City Council officers present were Mr
John Roebuck, Parks and Recreation Manager, and Ms Elizabeth Rolph from the Planning
Department.
The elected representative of the
City Council present was Councillor Bradnack.
Cambridge City Council's report Review
of Allotments 1998 found that 26% of the plots at Burnside were uncultivated. Recent
proposals for part of the site to be developed for housing met fierce opposition from
local residents and allotment gardeners alike during public consultation.
The City Council have dropped the
plan to build at Burnside for the time being but have made it clear that they will
reconsider in a couple of years, if the allotment vacancy rate is not reduced. The City
Council have a plan to appoint a part-time allotment support officer for the city, whose
role would include the promotion of allotments. Councillor Bradnack said that the
allotment support officer would work at arm's length from the City Council, and with
allotment societies. A precise job description is not yet available, nor has the question
of how to finance the post been answered. In return, allotment societies would be required
to accept "management agreements" devised by the City Council. Precise details
of the proposed management agreements are also not yet available.
========
TASKS AND EXERCISES:
1. In the Burnside allotments text, under what condition would the City Council reconsider its plan to build at Burnside? Answer in one to three sentences.
2. Could you carry on the Burnside allotments text from the point where it stops?
The data after this point has no connection to the Burnside allotments text.
========
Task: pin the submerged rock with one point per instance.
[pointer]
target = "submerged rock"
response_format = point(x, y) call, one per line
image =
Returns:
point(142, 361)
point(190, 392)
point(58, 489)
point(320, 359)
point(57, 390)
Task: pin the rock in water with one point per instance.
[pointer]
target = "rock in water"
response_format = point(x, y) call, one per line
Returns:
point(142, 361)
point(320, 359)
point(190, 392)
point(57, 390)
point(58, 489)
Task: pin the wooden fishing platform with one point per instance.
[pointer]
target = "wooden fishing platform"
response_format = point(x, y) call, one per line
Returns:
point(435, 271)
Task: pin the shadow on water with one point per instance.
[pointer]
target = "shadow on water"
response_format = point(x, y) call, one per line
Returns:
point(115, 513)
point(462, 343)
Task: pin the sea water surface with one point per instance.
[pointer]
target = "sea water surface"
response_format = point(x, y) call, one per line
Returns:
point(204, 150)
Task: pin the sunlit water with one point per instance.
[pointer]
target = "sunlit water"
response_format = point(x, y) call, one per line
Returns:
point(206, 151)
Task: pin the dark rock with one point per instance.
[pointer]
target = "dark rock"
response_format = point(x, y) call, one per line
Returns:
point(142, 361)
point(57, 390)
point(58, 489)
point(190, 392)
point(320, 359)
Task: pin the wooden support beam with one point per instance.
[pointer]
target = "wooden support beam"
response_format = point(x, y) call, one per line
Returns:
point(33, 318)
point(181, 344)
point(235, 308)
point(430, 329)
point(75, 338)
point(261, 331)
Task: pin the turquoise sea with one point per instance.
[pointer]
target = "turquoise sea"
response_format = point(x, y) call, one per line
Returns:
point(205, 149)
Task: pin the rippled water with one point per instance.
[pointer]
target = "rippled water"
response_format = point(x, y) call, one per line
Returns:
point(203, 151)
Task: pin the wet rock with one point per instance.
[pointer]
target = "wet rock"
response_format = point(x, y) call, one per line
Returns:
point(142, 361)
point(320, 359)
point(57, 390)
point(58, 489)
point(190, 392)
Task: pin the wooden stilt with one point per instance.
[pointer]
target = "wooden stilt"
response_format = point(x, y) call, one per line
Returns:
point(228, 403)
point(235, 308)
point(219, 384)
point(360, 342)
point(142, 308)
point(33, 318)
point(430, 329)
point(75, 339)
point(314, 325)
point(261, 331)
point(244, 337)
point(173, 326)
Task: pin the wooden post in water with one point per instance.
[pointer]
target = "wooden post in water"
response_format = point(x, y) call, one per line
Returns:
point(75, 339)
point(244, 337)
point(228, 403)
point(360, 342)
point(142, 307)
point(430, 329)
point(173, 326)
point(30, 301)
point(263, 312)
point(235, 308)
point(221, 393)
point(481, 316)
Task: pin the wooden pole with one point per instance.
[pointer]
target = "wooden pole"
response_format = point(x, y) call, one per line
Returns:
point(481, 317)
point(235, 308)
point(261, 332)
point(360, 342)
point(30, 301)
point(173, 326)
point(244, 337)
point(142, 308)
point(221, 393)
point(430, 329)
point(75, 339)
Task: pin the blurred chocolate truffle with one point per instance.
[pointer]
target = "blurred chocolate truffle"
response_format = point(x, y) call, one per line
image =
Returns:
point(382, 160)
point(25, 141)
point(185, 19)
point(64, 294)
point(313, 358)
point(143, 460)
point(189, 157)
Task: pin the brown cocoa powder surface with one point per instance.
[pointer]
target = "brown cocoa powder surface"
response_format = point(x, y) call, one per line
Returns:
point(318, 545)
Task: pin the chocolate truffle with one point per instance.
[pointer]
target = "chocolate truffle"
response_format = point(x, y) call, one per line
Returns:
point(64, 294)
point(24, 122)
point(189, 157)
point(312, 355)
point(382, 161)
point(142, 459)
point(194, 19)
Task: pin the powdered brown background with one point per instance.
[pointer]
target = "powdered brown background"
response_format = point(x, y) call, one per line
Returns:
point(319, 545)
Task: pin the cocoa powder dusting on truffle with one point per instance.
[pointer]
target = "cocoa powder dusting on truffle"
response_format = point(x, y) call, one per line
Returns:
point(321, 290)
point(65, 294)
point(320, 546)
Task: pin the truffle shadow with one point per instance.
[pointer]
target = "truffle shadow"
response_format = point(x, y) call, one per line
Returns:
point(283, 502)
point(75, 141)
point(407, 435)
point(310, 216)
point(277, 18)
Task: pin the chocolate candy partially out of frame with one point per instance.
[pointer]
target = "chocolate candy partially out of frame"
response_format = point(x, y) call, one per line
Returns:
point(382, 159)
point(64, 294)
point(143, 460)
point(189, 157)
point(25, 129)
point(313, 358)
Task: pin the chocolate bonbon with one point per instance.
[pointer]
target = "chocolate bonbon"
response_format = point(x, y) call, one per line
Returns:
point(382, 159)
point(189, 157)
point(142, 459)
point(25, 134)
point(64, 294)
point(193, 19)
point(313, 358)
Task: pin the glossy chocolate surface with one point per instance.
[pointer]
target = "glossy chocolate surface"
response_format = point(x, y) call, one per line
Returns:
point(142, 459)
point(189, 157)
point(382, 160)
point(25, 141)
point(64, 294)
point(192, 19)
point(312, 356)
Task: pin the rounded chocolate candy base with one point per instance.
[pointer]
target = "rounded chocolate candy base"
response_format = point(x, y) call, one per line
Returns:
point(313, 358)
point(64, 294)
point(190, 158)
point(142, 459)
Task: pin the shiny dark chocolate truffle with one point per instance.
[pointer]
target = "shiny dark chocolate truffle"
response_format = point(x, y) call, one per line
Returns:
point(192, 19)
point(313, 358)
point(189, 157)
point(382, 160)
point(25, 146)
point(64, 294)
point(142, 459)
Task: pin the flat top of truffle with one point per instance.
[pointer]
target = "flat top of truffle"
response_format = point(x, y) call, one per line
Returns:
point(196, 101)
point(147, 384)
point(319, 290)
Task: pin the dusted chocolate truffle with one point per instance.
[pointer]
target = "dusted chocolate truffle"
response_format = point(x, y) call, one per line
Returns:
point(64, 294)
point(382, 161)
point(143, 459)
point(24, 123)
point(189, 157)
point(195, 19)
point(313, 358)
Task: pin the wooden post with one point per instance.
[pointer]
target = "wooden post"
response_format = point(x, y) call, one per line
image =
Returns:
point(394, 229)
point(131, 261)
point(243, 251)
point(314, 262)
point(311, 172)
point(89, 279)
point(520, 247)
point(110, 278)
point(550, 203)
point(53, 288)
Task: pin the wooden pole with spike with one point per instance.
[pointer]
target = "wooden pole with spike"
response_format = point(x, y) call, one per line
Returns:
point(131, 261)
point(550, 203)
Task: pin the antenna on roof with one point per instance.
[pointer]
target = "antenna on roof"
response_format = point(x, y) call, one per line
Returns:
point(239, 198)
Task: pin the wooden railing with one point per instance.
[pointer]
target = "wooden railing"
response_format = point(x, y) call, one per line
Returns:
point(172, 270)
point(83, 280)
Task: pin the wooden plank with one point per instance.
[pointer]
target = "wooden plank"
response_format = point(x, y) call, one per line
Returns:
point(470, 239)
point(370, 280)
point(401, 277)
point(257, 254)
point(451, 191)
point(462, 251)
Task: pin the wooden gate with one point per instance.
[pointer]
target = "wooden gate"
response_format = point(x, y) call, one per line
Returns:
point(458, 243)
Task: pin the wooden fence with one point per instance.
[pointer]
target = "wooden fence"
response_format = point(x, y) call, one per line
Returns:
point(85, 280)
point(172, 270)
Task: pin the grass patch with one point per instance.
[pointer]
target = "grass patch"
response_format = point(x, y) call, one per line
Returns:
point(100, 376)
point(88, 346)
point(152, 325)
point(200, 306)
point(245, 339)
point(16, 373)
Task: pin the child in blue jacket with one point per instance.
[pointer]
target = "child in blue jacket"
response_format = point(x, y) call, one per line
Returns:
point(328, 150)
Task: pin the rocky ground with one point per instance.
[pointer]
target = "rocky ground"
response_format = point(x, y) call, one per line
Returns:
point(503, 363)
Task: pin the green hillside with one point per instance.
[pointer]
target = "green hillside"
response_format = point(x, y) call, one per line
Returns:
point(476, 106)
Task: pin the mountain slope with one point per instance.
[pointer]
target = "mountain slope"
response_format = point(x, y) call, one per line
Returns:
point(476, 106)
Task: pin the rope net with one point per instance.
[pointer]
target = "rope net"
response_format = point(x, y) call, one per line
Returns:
========
ANSWERS TO EACH TASK:
1. The City Council would reconsider building at Burnside in a couple of years if the allotment vacancy rate is not reduced.

2.
Allotment gardeners at both this Ross
Street meeting and at the Central Council for Cambridge Allotment Societies meeting on the
previous day voiced serious reservations about the City Council's spending plans for money
from the sale of part of another allotment site in the city, Nuffield Road. It seems that
allotment land will be sold at far less than it's true market value, and if this is so,
there would not be much finance available for investment in other allotments around the
city. Councillor Bradnack did not specify how much finance would be available from the
sale of Nuffield Road allotment land, although he mentioned a ballpark figure of
£160,000. Obviously, and quite rightly, a large part of this would be needed to
consolidate the remaining plots at Nuffield Road, leaving insufficient funds to make up
for years of under-investment in allotment sites across the city. It is widely felt that
monies from the sale of allotment land over many years have not been re-invested to
improve our sites as it should have been. There is intense suspicion amongst allotment
gardeners that they are about to be short-changed again.
It is clear that any rumour of the
possibility of impending disturbance at an allotment site will interfere with the
recruitment of new plot holders. One plot holder suggested to the meeting that the strong
feeling of discontent with the City Council was related to a lack of trust. This was due
to the never-ending threat of housing development and to past experience and was the cause
of the difficulty in reaching any agreement with the Council. To resolve this issue, it
was suggested that there should be long rolling leases of sites to replace the current
system, so that at any one time there would be a guaranteed minimum period of several
years before any development could occur. Councillor Bradnack agreed that this was a good
point. This could be incorporated into the proposed management agreement, and might make
the proposals more acceptable to allotment societies.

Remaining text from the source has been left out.